:: DATA TO USE ::

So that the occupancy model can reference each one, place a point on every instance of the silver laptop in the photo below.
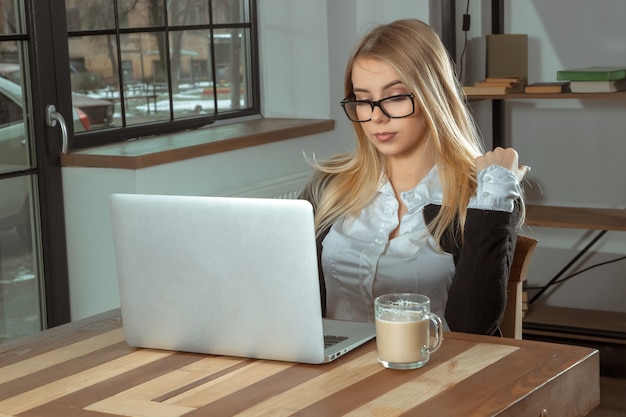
(224, 276)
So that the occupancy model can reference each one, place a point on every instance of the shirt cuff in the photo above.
(497, 189)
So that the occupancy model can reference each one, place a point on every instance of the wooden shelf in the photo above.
(576, 217)
(562, 96)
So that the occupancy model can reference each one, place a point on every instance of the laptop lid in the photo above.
(226, 276)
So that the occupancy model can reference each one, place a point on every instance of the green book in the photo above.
(592, 74)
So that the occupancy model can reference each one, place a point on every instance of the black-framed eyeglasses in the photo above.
(394, 107)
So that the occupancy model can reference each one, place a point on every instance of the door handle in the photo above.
(52, 117)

:::

## BRIEF
Repeat the line that contains "book in the photo above.", then every line after it until the records end, with nothing added.

## REPLY TO THE TASK
So that the occupancy model can reference each one, place a point on every instance of the green book in the photo above.
(592, 74)
So that the occupancy model can reference each one, place a point on every instance of the black-framed eyeglasses in the photo above.
(394, 107)
So that the occupancy model can reference each one, place a point on every instance of the door handle in the photo above.
(52, 117)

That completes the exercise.